■ What this task involves:
Can you copy each of the following records word for word, without changing anything?

▼▼▼

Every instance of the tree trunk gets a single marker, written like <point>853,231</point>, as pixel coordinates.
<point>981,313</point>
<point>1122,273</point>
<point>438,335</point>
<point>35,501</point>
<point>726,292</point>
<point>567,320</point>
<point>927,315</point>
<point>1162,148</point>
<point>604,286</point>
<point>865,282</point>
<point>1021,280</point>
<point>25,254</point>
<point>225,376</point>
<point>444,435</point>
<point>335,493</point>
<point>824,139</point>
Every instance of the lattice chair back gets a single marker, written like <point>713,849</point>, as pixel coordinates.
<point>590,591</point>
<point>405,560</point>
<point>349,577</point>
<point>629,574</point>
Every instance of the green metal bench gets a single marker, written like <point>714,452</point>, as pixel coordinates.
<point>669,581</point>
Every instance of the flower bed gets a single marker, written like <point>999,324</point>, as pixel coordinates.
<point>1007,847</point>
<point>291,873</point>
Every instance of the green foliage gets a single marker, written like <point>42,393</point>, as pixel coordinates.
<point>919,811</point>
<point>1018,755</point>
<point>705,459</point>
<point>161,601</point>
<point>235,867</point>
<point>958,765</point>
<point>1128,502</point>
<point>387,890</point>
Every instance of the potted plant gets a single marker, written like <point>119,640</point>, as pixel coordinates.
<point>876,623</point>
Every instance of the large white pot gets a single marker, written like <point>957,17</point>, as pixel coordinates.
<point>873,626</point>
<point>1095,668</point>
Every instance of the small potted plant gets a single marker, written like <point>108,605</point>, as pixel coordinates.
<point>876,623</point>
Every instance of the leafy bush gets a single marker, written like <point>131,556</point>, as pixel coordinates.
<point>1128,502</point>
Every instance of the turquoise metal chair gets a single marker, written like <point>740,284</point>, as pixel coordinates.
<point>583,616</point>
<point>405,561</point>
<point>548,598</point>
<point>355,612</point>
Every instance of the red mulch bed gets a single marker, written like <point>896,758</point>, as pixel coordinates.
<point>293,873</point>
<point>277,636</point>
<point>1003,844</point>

▲▲▲

■ Full solution:
Every instance of the tree trunk gets a single marker, written like <point>853,231</point>, as pixel coordinates.
<point>981,313</point>
<point>1122,273</point>
<point>438,335</point>
<point>35,501</point>
<point>726,292</point>
<point>567,320</point>
<point>927,315</point>
<point>1162,148</point>
<point>604,286</point>
<point>865,282</point>
<point>1021,280</point>
<point>25,254</point>
<point>225,376</point>
<point>444,435</point>
<point>335,493</point>
<point>824,139</point>
Every instance of the lattice chair back gets a single marker, written like <point>713,849</point>, as pixel coordinates.
<point>590,591</point>
<point>405,560</point>
<point>349,577</point>
<point>629,574</point>
Every instance of the green metal bench gets a single marker, written like <point>714,452</point>, as pixel coordinates.
<point>669,581</point>
Every instance of the flower bed gets a single marker, written like <point>999,324</point>, as pixel coordinates.
<point>1007,847</point>
<point>291,873</point>
Every instance of the green foliage gets a single marker, written like <point>42,393</point>, as pixel coordinates.
<point>919,811</point>
<point>1018,755</point>
<point>705,459</point>
<point>161,601</point>
<point>235,867</point>
<point>958,765</point>
<point>1128,502</point>
<point>387,890</point>
Every instance of the potted plant gets a single marker, written like <point>119,640</point>, as pixel coordinates.
<point>876,623</point>
Every instance of the large white pot gets a single marker, written like <point>957,17</point>, as pixel coordinates.
<point>873,626</point>
<point>1095,668</point>
Every instance of the small potted plant gets a single marker, written like <point>108,605</point>, as pixel coordinates.
<point>876,623</point>
Every instance of the leafy bush gets a single marker, written like <point>131,556</point>, as pixel coordinates.
<point>1128,502</point>
Every instance of the turquoise metal chair gets a single marker, written like <point>740,284</point>, as pixel coordinates.
<point>583,616</point>
<point>405,561</point>
<point>548,598</point>
<point>355,612</point>
Every instance of the red mulch bed gets a single marker, written like <point>896,758</point>, as pixel coordinates.
<point>293,873</point>
<point>277,636</point>
<point>1003,844</point>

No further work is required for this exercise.